Text block:
>>>>>
Every operation is different, and whether or not you are allowed to eat or drink beforehand, and what you can have, will depend on the type of operation that is being carried out.
Before you have your operation, the health professionals who are treating you will tell you whether you can eat or drink and, if eating and drinking is permitted, what foods and liquids you can have.
Before having an operation, it's likely that you'll be given either a local, or a general, anaesthetic. A local anaesthetic numbs the area that is being treated, so that you don't feel any pain. A general anaesthetic makes you unconscious so that you can't feel anything, and you aren't aware of what's going on during the procedure.
Usually, before having a general anaesthetic, you won't be allowed anything to eat or drink. This is because when you're under anaesthetic. Your body's reflexes are temporarily stopped.
If your stomach has food and drink in it, there's a risk of vomiting, or regurgitation (bringing up food into your throat). If this happens, the regurgitated food could spill into your lungs and affect your breathing, as well as causing damage to your lungs.
<<<<<
Problems to solve:
a. In the passage about eating before an operation, list every sentence that contains the word "operation".
b. In the passage about eating before an operation, take the part that opens with the words containing "Usually, before having" and closes with "to your lungs.". Write it out again, substituting "airways" for each "lungs".
None of the entries have any bearing on the passage about eating before an operation.

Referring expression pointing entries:
>>>>>
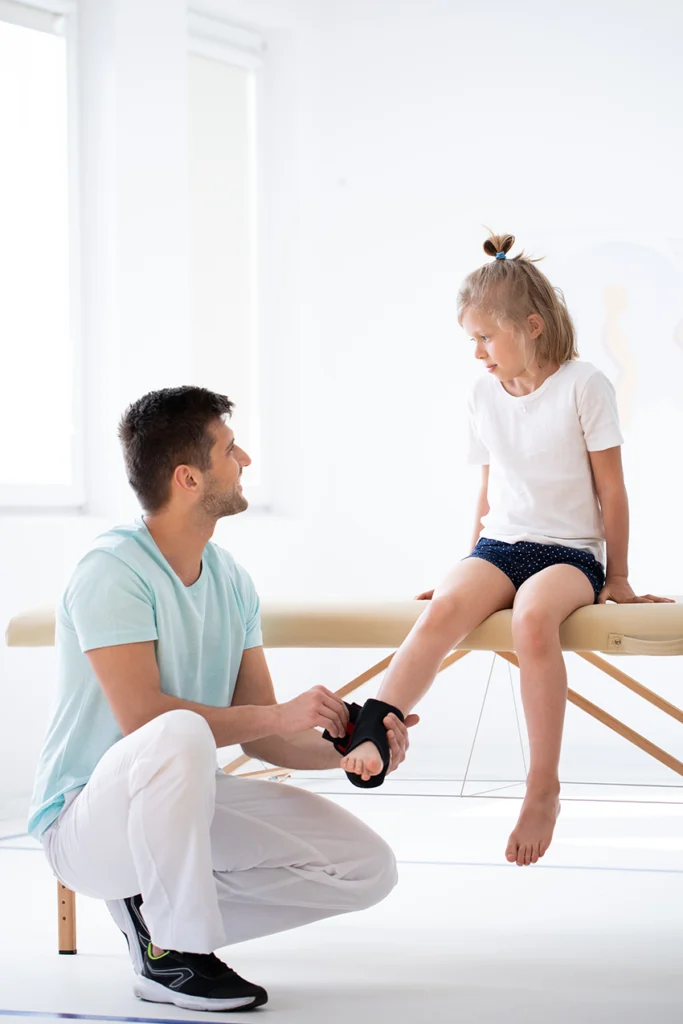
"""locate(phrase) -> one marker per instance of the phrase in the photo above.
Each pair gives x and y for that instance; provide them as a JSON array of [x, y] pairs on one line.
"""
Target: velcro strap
[[341, 743]]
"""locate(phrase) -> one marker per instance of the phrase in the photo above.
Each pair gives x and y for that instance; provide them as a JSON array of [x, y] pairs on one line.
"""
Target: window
[[223, 235], [38, 412]]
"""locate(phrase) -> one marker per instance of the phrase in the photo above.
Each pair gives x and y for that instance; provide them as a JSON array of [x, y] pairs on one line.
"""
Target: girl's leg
[[471, 592], [543, 602]]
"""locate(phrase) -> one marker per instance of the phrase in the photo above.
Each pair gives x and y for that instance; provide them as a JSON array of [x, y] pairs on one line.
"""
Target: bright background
[[387, 133]]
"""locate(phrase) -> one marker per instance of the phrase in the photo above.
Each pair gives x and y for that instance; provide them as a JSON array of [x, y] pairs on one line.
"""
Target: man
[[161, 660]]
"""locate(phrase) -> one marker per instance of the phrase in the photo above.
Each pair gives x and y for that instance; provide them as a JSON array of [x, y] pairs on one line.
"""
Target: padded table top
[[613, 629]]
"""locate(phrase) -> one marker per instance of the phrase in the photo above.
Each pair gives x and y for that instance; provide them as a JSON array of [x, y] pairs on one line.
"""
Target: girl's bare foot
[[534, 832], [365, 761]]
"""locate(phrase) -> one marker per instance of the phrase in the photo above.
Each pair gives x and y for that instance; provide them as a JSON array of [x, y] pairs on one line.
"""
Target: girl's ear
[[536, 324]]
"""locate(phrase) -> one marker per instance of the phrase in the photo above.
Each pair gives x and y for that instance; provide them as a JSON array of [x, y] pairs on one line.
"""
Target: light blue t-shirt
[[124, 591]]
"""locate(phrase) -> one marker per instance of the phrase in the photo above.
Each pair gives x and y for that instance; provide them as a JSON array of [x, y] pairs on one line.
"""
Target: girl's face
[[505, 352]]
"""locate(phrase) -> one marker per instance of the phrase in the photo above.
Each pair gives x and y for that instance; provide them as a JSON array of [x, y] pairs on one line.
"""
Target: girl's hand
[[620, 590]]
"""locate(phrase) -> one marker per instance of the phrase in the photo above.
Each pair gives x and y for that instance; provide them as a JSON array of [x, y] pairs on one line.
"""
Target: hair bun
[[496, 244]]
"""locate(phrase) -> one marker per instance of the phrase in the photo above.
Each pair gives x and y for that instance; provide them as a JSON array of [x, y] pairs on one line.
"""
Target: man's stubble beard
[[219, 506]]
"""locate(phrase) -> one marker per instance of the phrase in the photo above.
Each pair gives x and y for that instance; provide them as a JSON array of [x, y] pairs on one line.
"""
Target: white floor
[[592, 935]]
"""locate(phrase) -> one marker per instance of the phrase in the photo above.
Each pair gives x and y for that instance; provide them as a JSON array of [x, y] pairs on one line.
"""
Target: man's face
[[222, 487]]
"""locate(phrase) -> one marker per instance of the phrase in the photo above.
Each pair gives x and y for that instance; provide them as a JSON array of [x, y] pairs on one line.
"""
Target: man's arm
[[129, 677], [307, 750]]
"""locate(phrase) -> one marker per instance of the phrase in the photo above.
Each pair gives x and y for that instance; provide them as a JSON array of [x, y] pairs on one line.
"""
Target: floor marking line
[[99, 1017], [544, 867]]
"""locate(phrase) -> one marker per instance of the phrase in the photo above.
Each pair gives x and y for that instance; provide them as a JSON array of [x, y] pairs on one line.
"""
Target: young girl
[[544, 427]]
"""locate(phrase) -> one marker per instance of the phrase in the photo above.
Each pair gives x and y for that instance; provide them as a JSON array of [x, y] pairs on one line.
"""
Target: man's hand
[[619, 589], [398, 738], [316, 709]]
<<<<<
Solutions to each task:
a.
- Every operation is different, and whether or not you are allowed to eat or drink beforehand, and what you can have, will depend on the type of operation that is being carried out.
- Before you have your operation, the health professionals who are treating you will tell you whether you can eat or drink and, if eating and drinking is permitted, what foods and liquids you can have.
- Before having an operation, it's likely that you'll be given either a local, or a general, anaesthetic.

b.
Usually, before having a general anaesthetic, you won't be allowed anything to eat or drink. This is because when you're under anaesthetic. Your body's reflexes are temporarily stopped.
If your stomach has food and drink in it, there's a risk of vomiting, or regurgitation (bringing up food into your throat). If this happens, the regurgitated food could spill into your airways and affect your breathing, as well as causing damage to your airways.